*** Okuma Metni

Bana göre İslam coğrafyasın da yaşanan terörizm olaylarının en başlıca nedenlerinden birisi ve belki de en önemlisi, kendi inancı dışındakilerin, doğru yolda olmadığının doğruluğu, aşırı dindarlık sonucunda, kindarlığa dönüşmesidir. Bu insanlık için en büyük tehlike olmasının yanı sıra, İslami terörizmin de ana sebeplerinden biridir. Muhafazakarlaşma eğilimi, bu coğrafyalarda tarikat ve politika eliyle organize edilerek bilinçli bir şekilde dış güçlerin finansman ve silahlandırılması ile bilimsel tabana oturmayan, mezhep ve tarikat kökenli dinsel muhafazakarlık adı altında üretilen terörist kitlelerin, emperyalistlere hizmet amacı güden şer odaklarıdır.

İşte bu gün Suriye de yaşanan ve kimlere hizmet ettiği tam olarak anlaşılamayan bir çok farklı ad altında faaliyet gösteren bu şer odaklarının faaliyetleri sonucunda Suriye’nin siyasal bütünlüğü sağlanamadığından, ülkenin toprak bütünlüğü de kontrol altına alınamamaktadır. İslam coğrafyasın da batı medeniyetlerine ters orantıda muhafazakarlaşmaya ve dinselleşmeye doğru hızla gidilirken, dini politikaya karıştırarak halkı bu yönde manipüle etmek, kimyasal silah kullanımı kadar tehlikelidir. Bu anlamda yönetim furyası 1979 İran İslam devriminden sonra İslam coğrafyasında aşırı derecede yayılmaya başladı . Buna en güzel örnekler; Türkiye, İsrail, Sudan, Afganistan, Hindistan, Pakistan, Ürdün, Mısır, Fas ve Libya gibi bir çok ülke örnek verilebilir. Bu ülkelerin ortak özelliği, aşırı dinciliğin hem halk arasında, hem de politik alanda sınırsız ve kontrolsüz imtiyazlara sahip olmalarıdır. Bu tür anlayışa sahip toplumlar, tutucu dünya görüşüne sahip olan liderler üretir. Toplumsal yönetimde sistem geliştirmeye ihtiyaç duymazlar. Toplumu meydana getiren bireyi seçmen olarak görür, birey olarak algılamaz. Din eksenli bu bakış acısı ABD’nin özellikle Ortadoğu’da uyguladığı militarist dış politikalara çok uygun düşmektedir. Bu görüşe sahip İslam ülkelerinin siyasi hayatına yön verenler, büyük bir tehdit ve tehlike altındadırlar. Çünkü bölünmeye, parçalanmaya müsaitler. Dünyada ister İslam coğrafyasında olsun, ister İslam olmayan coğrafyalarda olsun, devlet içi hizipliklerin mevcut olduğu bütün ülkelerde ABD’nin parmağı vardır. Bunun en önemli nedeni de, ABD’nin arkasına saklandığı ve net olarak dünyaya deklare etmediği, ABD’nin dünyaya hakim olma gerekçesinin, Tanrının bir emri olduğuna inandıkları bir dünya görüşüdür.

******
*** Malzeme

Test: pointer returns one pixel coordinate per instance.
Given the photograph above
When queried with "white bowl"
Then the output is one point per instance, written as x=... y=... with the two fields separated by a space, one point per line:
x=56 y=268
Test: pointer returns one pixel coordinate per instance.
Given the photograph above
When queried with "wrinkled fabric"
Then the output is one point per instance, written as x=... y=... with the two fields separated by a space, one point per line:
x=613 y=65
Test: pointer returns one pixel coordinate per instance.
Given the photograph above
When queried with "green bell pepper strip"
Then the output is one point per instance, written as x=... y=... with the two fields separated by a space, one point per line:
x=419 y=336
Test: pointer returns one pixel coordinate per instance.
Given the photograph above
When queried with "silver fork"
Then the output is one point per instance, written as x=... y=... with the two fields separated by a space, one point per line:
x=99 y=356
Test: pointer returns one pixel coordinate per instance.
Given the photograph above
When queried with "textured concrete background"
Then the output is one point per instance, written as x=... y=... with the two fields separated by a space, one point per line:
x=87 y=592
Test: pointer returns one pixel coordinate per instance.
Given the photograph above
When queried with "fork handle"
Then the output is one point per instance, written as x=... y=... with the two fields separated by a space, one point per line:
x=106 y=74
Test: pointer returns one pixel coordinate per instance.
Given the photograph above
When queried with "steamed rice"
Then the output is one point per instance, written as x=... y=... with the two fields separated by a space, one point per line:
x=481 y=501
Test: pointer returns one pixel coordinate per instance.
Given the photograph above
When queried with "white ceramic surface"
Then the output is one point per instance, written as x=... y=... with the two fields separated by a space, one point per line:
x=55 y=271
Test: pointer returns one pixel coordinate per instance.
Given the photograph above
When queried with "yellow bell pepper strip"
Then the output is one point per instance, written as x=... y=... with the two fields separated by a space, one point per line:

******

Verilen Görev A:
İslam coğrafyasındaki terörizm üzerine olan metne göre aşağıdaki soruları yanıtlayınız.
(i) Muhafazakarlaşma eğilimi bu coğrafyalarda kimler eliyle organize edilmektedir?
(ii) Söz konusu yönetim furyası hangi olaydan sonra İslam coğrafyasında aşırı derecede yayılmaya başlamıştır?
(iii) Tutucu anlayışa sahip toplumlar, toplumu meydana getiren bireyi nasıl görmektedir?
Verilen Görev B:
İslam coğrafyasındaki terörizm üzerine olan metni, son cümlesinin ardından sürdürünüz.

Yazılı Yanıt A:
(i) Tarikat ve politika eliyle organize edilmektedir.
(ii) 1979 İran İslam devriminden sonra yayılmaya başlamıştır.
(iii) Bireyi seçmen olarak görür, birey olarak algılamaz.

Yazılı Yanıt B:
Peki nasıl olurda ABD gibi bir ülke böyle bir dünya görüşüne sahip olur. İşte cevabı; Vatikan ve Katolik kilisenin yanı sıra, dünyada politikacılar üzerinde en etkili dini grup ABD’deki Evanjelistlerdir. Ayrıca bu etkiye katkı sağlayanda bir papazın oğlu alan 1913 -1921 yılları arası Amerikan Başkanlığı yapan Woodrow Wilson’dur. Protestan inancı ABD evanjelizmi adı altın da Hıristiyan Yahudiliği tabir edilebilecek bir inanç sitemine dönüştürülmüştür. Bu sistem ABD’de büyük silah ve enerji şirketlerinin dışında savaş kışkırtıcılığı yapan güçlerden biridir. Bush’un 11 Eylül 2001 saldırısından sonra yaptığı konuşmada aralara sıkıştırdığı, Haçlı seferleri, iyi ile kötü arasındaki savaş gibi ifadeler, kendi inanç ekseninden dünyaya verilen mesajlardı. Bu mesajların bir sebebi de uyguladıkları militarist planların din kisvesi altında dini siyasete alet ederek, kendi eylemlerine toplum nezdinde meşruluk kazandırmalarıdır. Dünyada dinin politika ve politikacılar üzerindeki hakimiyeti önlenemez bir şekilde artmaktadır. Dünyayı yöneten güç odaklarından biri olan Rusya bile bu eğilimden nasibini almaktadır. Sovyet Rusya politikacıları Ekim Devriminden sonra pasifize edilen Ortodoksluğun halk arasında yaygınlaştığını görünce, bunun bir fırsat olabileceğini düşünen Vladimir Putin bile 2000 yılı Mayıs ayında iktidara geldikten sonra her fırsatta dini bütün bir Ortodoks olduğunu ifade etmiştir.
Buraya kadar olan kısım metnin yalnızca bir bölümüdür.